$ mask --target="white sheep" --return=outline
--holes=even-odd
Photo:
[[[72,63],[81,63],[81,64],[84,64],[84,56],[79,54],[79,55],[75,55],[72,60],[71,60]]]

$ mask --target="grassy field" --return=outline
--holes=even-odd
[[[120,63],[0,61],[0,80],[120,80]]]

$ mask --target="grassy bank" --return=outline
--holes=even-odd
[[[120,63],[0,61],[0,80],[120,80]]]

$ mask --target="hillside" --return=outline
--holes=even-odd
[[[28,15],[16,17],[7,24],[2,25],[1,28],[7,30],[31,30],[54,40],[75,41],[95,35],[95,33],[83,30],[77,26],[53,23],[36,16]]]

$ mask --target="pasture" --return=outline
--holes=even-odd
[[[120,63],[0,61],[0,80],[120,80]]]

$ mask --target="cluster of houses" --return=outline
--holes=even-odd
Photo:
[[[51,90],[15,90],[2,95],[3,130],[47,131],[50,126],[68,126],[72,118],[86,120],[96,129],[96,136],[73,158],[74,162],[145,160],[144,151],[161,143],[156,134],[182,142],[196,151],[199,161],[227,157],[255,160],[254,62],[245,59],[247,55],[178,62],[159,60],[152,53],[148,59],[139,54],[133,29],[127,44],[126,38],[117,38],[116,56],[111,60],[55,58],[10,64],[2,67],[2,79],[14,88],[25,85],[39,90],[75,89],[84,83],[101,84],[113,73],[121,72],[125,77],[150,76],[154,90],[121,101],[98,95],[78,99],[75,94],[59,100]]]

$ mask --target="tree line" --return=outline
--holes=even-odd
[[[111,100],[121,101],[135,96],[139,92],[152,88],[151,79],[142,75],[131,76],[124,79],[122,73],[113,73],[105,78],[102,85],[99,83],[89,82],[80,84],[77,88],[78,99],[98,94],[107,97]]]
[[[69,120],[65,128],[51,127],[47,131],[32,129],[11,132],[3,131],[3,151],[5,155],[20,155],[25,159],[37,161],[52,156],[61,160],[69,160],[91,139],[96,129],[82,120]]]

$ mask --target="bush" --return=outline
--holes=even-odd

■ **Task brief**: Scale the data above: write out every line again, changing only the polygon outline coordinates. Multiply each coordinate by 1.15 and round it to a whole number, rounding halves up.

■ **Answer to the problem**:
$ mask --target="white sheep" --return=outline
--holes=even-odd
Photo:
[[[83,72],[93,72],[93,74],[97,74],[97,64],[91,62],[91,63],[86,63],[83,69],[82,69]]]

$ mask --target="grassy field" --return=outline
--holes=even-odd
[[[138,72],[0,70],[0,92],[138,92]]]

$ mask --target="grassy bank" --return=outline
--holes=even-odd
[[[138,72],[0,70],[0,92],[138,92]]]

$ mask --target="hillside" --return=outline
--holes=even-odd
[[[32,17],[18,20],[8,28],[2,29],[1,32],[8,35],[36,35],[62,46],[86,47],[109,40],[109,38],[95,35],[89,30],[61,26],[41,18]]]

$ mask --target="pasture" --return=outline
--holes=even-odd
[[[138,72],[0,70],[0,92],[138,92]]]

$ mask --target="cluster of houses" --return=outline
--holes=even-odd
Photo:
[[[59,104],[17,104],[2,109],[3,150],[54,151],[58,145],[78,145],[83,136],[99,138],[110,148],[110,156],[84,182],[85,186],[167,184],[166,174],[185,164],[179,154],[209,163],[225,174],[229,185],[261,181],[293,184],[292,71],[282,68],[284,63],[205,71],[183,69],[175,61],[170,68],[160,62],[153,33],[146,51],[145,44],[135,44],[133,64],[128,69],[63,67],[12,74],[2,77],[2,91],[16,101],[29,98],[45,104],[86,102],[97,95],[116,97],[130,84],[139,83],[144,89],[173,87],[177,104],[139,116],[113,109],[90,114],[86,108],[68,115]]]

$ mask --target="tree line" --return=outline
--holes=even-odd
[[[128,115],[139,116],[155,110],[160,106],[175,101],[174,91],[163,86],[151,87],[143,91],[140,84],[130,84],[121,90],[117,98],[114,95],[102,94],[92,97],[89,101],[90,114],[113,108],[123,112]]]
[[[79,138],[75,147],[59,146],[54,151],[37,148],[13,152],[3,151],[3,174],[6,178],[23,178],[29,183],[43,185],[60,179],[70,184],[79,184],[105,160],[110,148],[94,138]]]

$ mask --target="bush" --return=outline
--holes=even-odd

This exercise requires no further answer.